Activity: Your answer must be every line below, repeated exactly.

Dataset entries:

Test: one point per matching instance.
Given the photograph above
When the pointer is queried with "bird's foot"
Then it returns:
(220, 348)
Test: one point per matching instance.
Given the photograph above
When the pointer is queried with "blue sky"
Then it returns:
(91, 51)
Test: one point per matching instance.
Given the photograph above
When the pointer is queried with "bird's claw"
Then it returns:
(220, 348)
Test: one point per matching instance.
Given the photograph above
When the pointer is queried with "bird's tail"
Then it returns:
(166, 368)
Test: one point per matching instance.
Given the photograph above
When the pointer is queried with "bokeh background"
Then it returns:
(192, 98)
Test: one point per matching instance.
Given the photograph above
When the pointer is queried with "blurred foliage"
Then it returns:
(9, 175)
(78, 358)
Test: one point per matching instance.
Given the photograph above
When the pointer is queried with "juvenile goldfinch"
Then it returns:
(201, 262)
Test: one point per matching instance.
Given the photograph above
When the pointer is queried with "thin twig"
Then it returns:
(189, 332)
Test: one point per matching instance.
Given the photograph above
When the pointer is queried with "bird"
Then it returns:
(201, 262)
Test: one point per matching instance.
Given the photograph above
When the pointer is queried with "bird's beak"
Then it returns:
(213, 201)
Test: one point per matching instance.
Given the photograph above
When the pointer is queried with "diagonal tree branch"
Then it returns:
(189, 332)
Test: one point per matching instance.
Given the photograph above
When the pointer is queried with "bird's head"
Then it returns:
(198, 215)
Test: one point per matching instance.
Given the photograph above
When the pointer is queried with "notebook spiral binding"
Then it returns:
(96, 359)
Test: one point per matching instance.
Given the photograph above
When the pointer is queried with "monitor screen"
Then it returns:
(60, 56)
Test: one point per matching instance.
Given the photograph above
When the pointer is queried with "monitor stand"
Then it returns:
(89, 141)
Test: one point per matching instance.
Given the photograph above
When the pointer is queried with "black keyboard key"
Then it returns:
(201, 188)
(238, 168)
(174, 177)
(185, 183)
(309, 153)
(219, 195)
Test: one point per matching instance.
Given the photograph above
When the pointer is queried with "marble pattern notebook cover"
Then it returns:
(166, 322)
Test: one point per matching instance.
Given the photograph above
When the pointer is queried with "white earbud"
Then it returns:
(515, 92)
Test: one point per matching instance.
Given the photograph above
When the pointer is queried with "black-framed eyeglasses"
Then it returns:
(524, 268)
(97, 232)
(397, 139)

Task answer:
Test: one point per matching instance.
Given the photograph above
When the pointer is queried with "bird's foot"
Then it returns:
(220, 348)
Test: one point per matching instance.
Given the photograph above
When the pointer is queried with "blue sky"
Then it returns:
(91, 51)
Test: one point per matching instance.
Given the photograph above
When the pointer is queried with "bird's claw"
Then it returns:
(220, 348)
Test: one point per matching instance.
Given the photograph above
When the pointer is queried with "bird's tail"
Then it returns:
(166, 368)
Test: one point per matching instance.
Given the photograph above
When the pointer is queried with "bokeh background"
Then it returns:
(192, 98)
Test: one point per matching instance.
Given the photograph above
When the pointer is queried with "blurred foliage"
Then it returns:
(9, 175)
(78, 358)
Test: one point per matching instance.
Given the photograph above
When the pointer is queried with "juvenile goldfinch"
Then it returns:
(201, 262)
Test: one point per matching instance.
Given the photograph above
When the pointer is queried with "thin twig"
Then it returns:
(189, 332)
Test: one point per matching instance.
Given the photograph above
When the pointer is queried with "bird"
Then it returns:
(201, 262)
Test: one point per matching instance.
Given the photograph above
When the pointer is queried with "bird's beak"
Then it returns:
(213, 201)
Test: one point per matching instance.
Given the photograph above
When the pointer is queried with "diagonal tree branch"
Then it returns:
(189, 332)
Test: one point per matching instance.
Given the photograph above
When the pointer is queried with "bird's head"
Then it returns:
(198, 215)
Test: one point per matching instance.
Given the photograph above
When the pointer is queried with "notebook spiral binding"
Then it returns:
(96, 359)
Test: one point per matching instance.
Given the photograph above
When the pointer is queried with "monitor screen"
Then it returns:
(60, 56)
Test: one point per matching instance.
Given the photograph above
When the pointer is queried with "monitor stand"
Then it returns:
(89, 141)
Test: one point per matching instance.
Given the photograph above
When the pointer is queried with "black keyboard key"
Then it returns:
(201, 188)
(238, 168)
(174, 177)
(185, 183)
(309, 153)
(219, 195)
Test: one point per matching instance.
Given the photograph above
When the pointer is queried with "marble pattern notebook cover"
Then it returns:
(166, 322)
Test: one point per matching instance.
Given the photograph above
When the pointer is queried with "white earbud"
Then it returns:
(515, 92)
Test: one point per matching instance.
Given the photograph above
When the pointer is queried with "black-framed eyeglasses"
Then it returns:
(524, 268)
(97, 232)
(397, 139)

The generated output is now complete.